▸ **Suas tarefas**:
1. Transcreva literalmente o trecho do texto sobre a crise da poesia que vai de "Há pelo menos" até "entrega da honraria.", incluindo esses dois pontos.
2. Dê continuidade ao texto sobre a crise da poesia e o prêmio da Academia Brasileira de Letras a partir do ponto em que ele termina.

======== Texto extraído ========

Por: Fellipe Torres - Diario de Pernambuco

Publicado em: 16/07/2015 08:00 Atualizado em: 15/07/2015 18:30

Crédito: Montagem sobre foto de João Gomes/divulgação
Crédito: Montagem sobre foto de João Gomes/divulgação

Há pelo menos dois séculos a poesia se tornou um gênero de resistência. Com a ascensão da burguesia, expoentes como o francês Charles Baudelaire (1821-1867) e o norte-americano Walt Whitman (1819-1892) passaram a lidar com a necessidade de praticar uma literatura rentável e agradar às demandas do mercado editorial. Falar em “crise”, portanto, é se referir a uma característica intrínseca do fazer poético, embora muitos escritores, editores e pesquisadores desgostem do termo. Isso não significa a morte da poesia, mas a falta de prestígio dos textos em verso é amplamente reconhecida. Nesta quinta-feira, pela primeira vez desde a criação do prêmio ABL de Poesia, há 16 anos, a Academia Brasileira de Letras vai dispensar a entrega da honraria.

Segundo especulações de bastidores, nenhum livro inscrito na categoria agradou à comissão julgadora, formada pelos acadêmicos Alberto da Costa e Silva, Cleonice Bernadinalli e Ferreira Gullar. Em cerimônia na sede da instituição, no Rio de Janeiro, às 17h, serão entregues sete prêmios, sendo o mais importante deles o de conjunto da obra, ao autor mineiro Rubem Fonseca. A decisão da ABL de deixar a poesia de fora causou indignação em uns e foi minimizada por outros. A despeito de o corte estar mais relacionado à qualidade e menos ao consumo das obras, é possível fazer um paralelo com a queda contínua na venda de livros do gênero. De 2007 a 2011, o universo de leitores de poesia caiu de 29,1 milhões para 19,8 milhões, segundo a pesquisa Retratos da Leitura no Brasil, do Instituto Pró-Livro.

======== Itens fornecidos ========

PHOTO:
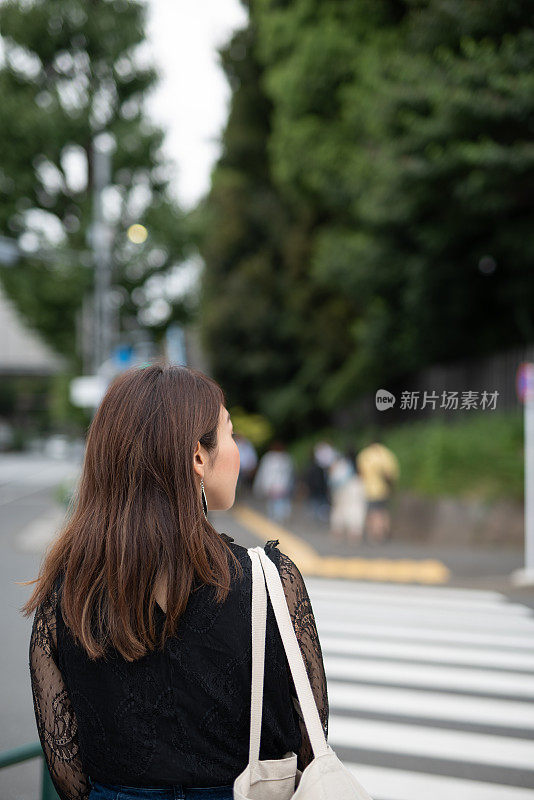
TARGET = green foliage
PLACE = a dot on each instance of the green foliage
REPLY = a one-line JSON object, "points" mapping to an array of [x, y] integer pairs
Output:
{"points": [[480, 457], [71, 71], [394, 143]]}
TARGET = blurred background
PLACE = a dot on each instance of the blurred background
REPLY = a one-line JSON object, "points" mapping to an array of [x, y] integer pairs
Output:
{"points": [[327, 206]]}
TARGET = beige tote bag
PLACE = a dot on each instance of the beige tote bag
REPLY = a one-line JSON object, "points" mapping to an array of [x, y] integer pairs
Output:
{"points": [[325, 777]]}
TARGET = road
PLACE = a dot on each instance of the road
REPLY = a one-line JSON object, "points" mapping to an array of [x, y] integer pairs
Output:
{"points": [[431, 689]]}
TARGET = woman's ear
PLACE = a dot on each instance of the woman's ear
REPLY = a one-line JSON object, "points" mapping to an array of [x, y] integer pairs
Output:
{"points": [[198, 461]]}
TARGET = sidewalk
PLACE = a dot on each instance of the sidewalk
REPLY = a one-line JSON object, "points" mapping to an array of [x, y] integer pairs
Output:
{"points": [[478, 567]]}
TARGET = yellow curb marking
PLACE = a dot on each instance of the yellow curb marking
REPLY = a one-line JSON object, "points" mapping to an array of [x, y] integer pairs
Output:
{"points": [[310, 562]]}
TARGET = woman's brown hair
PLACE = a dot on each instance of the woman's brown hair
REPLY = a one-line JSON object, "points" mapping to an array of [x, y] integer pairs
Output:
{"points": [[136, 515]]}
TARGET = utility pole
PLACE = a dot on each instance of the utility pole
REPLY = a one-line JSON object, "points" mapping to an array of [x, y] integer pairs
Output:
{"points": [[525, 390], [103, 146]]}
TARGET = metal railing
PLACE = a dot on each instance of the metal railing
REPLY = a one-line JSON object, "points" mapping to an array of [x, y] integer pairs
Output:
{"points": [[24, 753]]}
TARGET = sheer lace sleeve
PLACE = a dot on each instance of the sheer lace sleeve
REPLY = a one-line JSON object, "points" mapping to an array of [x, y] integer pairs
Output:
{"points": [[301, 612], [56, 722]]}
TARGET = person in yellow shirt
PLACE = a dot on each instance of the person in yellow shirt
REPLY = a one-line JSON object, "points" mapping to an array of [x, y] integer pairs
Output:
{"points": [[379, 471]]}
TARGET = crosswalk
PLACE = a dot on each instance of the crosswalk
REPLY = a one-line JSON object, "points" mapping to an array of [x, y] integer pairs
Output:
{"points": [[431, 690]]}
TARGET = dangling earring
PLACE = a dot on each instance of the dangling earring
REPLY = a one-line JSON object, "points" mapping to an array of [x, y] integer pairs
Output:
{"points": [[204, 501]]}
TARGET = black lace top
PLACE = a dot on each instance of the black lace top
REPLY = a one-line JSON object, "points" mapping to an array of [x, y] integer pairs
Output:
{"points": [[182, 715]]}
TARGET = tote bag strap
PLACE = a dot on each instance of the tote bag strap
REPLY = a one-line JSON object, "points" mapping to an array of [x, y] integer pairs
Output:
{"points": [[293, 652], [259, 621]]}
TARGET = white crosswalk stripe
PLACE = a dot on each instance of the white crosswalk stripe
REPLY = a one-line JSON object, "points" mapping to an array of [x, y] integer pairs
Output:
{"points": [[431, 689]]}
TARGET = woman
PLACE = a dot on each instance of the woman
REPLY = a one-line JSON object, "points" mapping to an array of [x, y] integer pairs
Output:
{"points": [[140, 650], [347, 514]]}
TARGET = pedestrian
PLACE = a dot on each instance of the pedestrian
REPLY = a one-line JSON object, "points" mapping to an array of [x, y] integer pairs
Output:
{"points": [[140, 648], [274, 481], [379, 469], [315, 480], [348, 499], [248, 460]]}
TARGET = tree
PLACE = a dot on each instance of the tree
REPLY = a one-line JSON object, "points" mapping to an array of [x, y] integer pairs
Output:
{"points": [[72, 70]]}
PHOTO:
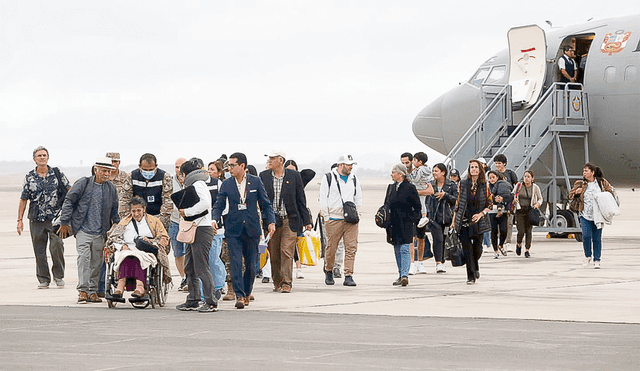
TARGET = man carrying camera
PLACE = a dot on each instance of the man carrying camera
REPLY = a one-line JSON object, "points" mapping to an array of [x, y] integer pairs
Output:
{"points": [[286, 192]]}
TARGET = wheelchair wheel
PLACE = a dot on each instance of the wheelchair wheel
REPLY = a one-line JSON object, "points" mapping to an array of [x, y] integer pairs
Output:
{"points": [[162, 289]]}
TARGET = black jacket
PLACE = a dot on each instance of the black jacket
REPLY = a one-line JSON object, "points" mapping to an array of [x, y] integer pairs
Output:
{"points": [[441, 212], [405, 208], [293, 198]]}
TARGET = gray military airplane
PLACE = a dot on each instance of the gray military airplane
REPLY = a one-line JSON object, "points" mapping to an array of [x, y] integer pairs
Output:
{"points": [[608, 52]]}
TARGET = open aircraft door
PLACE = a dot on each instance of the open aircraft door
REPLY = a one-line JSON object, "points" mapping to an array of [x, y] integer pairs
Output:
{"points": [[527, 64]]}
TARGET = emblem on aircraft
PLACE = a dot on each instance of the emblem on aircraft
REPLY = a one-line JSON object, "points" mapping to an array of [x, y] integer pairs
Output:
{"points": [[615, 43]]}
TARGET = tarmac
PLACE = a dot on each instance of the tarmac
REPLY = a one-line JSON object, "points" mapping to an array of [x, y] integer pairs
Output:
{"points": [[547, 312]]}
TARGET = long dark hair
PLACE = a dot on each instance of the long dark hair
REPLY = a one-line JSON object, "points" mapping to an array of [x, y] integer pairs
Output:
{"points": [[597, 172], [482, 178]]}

========

▸ **Resultados das tarefas**:
1.
Há pelo menos dois séculos a poesia se tornou um gênero de resistência. Com a ascensão da burguesia, expoentes como o francês Charles Baudelaire (1821-1867) e o norte-americano Walt Whitman (1819-1892) passaram a lidar com a necessidade de praticar uma literatura rentável e agradar às demandas do mercado editorial. Falar em “crise”, portanto, é se referir a uma característica intrínseca do fazer poético, embora muitos escritores, editores e pesquisadores desgostem do termo. Isso não significa a morte da poesia, mas a falta de prestígio dos textos em verso é amplamente reconhecida. Nesta quinta-feira, pela primeira vez desde a criação do prêmio ABL de Poesia, há 16 anos, a Academia Brasileira de Letras vai dispensar a entrega da honraria.

2.
Para a coordenadora editorial da Confraria do Vento, cujo catálogo possui vários poetas pernambucanos, Karla Melo, a não premiação teve uma justificativa imoral. “Tenho recebido originais de todo o país e sei quanta coisa extraordinária tem sido escrita. Acredito que não haja interesse. Fiquei com vergonha alheia. Faltou senso crítico para uma justificativa menos ridícula”, disse, ao se referir à informação publicada pelo jornal O Globo, de que nenhum livro publicado em 2014 agradou aos jurados. Oficialmente, a ABL decidiu não se pronunciar sobre o assunto.

Poeta e um dos organizadores do Prêmio Pernambuco de Literatura, Wellington de Melo defende a necessidade de respeitar a decisão tomada pela instituição. “Ela tem todo o direito de julgar que não existe um livro apto, como inclusive já aconteceu com o Prêmio Pernambuco. Não há motivo para haver uma grande repercussão disso. A Academia pode fazer o que quiser com o resto do dinheiro, inclusive continuar tomando chá”, ironiza o escritor, em menção ao R$ 50 mil poupados pela ABL.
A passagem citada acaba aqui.